* **What is expected**
Nothing but the lines from the start of the records below through the line that has "The service finds each instance of the large" should appear, each exactly as given.

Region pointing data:

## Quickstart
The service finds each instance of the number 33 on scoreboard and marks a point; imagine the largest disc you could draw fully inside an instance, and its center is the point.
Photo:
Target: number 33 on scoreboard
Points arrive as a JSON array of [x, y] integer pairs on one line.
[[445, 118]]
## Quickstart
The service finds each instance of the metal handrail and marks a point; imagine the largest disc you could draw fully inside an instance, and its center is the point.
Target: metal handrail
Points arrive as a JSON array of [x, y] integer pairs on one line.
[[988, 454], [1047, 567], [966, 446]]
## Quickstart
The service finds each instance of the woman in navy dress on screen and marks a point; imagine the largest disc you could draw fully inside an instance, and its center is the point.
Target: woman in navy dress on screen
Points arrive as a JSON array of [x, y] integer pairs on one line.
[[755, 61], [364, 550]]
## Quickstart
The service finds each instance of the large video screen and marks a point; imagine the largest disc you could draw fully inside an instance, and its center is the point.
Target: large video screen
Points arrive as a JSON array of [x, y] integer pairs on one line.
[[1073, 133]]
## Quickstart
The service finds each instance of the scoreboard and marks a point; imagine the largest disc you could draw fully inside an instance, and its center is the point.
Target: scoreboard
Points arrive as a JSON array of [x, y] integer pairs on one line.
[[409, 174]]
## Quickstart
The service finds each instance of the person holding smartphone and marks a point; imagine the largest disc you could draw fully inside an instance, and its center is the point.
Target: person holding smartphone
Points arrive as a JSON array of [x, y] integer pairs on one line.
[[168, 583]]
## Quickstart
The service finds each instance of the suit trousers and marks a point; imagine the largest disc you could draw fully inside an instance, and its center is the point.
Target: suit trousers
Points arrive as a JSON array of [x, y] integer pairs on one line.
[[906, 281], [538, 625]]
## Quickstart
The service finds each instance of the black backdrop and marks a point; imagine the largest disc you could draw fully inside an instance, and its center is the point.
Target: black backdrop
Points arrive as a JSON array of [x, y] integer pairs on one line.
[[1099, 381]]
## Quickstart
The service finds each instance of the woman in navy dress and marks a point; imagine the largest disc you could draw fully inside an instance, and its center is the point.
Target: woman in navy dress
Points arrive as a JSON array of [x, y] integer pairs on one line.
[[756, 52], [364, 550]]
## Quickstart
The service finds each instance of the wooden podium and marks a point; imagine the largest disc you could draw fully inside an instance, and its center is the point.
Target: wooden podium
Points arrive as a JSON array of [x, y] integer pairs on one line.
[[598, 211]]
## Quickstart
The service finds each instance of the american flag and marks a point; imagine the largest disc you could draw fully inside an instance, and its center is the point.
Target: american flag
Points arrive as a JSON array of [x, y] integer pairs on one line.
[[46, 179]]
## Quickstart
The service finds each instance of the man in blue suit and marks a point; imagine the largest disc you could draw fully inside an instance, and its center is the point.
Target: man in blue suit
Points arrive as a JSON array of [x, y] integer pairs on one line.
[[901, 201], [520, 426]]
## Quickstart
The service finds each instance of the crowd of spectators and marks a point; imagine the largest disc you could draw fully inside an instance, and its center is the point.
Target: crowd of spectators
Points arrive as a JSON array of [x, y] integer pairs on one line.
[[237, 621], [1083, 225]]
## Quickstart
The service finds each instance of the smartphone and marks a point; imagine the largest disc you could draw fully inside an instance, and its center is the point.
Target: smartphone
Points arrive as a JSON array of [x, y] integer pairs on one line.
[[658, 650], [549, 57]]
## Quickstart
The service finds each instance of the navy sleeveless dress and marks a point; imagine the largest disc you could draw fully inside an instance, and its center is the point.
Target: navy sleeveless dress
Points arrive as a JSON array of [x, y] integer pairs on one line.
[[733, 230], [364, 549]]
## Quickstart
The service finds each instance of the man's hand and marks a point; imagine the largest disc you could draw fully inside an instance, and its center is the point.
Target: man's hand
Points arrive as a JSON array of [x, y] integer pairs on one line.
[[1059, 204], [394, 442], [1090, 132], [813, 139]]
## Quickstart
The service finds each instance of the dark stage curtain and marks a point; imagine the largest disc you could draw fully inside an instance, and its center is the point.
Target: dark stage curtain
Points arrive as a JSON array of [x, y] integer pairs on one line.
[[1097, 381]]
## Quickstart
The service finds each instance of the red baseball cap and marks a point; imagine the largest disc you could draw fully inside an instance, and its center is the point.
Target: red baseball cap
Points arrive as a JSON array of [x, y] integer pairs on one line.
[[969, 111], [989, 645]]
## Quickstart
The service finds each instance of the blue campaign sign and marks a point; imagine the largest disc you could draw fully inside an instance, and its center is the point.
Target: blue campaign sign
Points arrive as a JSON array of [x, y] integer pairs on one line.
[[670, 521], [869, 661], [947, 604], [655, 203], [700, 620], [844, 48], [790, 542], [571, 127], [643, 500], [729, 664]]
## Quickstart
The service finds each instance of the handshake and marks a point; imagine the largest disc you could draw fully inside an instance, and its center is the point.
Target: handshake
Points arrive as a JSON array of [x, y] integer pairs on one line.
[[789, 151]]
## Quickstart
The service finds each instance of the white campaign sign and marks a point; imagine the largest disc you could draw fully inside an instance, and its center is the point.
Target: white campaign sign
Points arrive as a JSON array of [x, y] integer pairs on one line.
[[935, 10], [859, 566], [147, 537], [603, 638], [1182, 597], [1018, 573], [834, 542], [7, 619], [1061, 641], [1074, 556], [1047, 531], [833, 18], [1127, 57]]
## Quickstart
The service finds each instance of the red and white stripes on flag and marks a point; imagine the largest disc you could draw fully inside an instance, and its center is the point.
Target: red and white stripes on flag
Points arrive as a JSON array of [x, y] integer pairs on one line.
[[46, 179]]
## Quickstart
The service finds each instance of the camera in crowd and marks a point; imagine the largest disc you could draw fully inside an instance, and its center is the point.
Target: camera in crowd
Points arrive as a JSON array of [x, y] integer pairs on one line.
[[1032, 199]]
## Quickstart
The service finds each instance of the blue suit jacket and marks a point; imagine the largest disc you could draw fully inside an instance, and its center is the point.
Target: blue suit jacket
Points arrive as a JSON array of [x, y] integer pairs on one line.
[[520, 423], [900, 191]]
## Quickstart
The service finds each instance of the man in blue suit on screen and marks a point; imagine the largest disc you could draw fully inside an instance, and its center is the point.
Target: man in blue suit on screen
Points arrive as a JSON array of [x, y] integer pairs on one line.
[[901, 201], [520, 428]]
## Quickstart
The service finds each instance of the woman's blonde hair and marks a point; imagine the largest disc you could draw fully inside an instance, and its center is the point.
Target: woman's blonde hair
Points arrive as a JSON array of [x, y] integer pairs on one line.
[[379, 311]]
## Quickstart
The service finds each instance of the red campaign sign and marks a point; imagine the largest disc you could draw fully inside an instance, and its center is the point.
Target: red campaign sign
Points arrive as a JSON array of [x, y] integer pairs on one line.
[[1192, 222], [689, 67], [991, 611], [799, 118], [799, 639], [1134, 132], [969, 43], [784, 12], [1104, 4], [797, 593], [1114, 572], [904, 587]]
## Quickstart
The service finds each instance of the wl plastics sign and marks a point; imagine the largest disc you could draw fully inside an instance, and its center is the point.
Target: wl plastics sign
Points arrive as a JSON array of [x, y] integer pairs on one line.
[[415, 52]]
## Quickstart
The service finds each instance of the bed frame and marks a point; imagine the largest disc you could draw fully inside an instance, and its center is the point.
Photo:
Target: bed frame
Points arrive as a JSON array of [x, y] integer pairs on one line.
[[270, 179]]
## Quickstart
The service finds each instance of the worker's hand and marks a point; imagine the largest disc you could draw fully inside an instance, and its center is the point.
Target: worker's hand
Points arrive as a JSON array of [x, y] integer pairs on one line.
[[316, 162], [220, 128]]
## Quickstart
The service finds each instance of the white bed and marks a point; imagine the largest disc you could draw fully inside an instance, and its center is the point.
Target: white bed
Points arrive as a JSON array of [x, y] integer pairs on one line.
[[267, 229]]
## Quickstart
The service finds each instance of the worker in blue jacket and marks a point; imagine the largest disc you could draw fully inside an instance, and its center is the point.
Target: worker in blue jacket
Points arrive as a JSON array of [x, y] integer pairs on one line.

* **Written answer**
## Quickstart
The service finds each instance of the number 33 on scoreboard and marks a point; imagine the largest disc you could draw fully inside an instance, and its center is the point.
Photo:
Target: number 33 on scoreboard
Points arrive as a JSON array of [x, y] integer pairs on one line.
[[445, 118]]
## Quickstart
The service finds each instance of the metal handrail and marks a point; imagine the largest disc you could draw fully inside an instance, and its center is the point.
Target: metal handrail
Points arrive as a JSON array of [x, y] integer pairs on one line.
[[988, 454], [1047, 567], [966, 446]]
## Quickstart
The service finds each instance of the woman in navy dress on screen and marks a point; imagine the largest disc you could draw fully inside an instance, and its center is the point.
Target: woman in navy dress on screen
Points arrive as a JSON array of [x, y] integer pairs on one line.
[[755, 61], [364, 550]]
## Quickstart
The service finds each instance of the large video screen and marks a point; imagine the largest disc you could draw fully inside an instance, and its center is the point.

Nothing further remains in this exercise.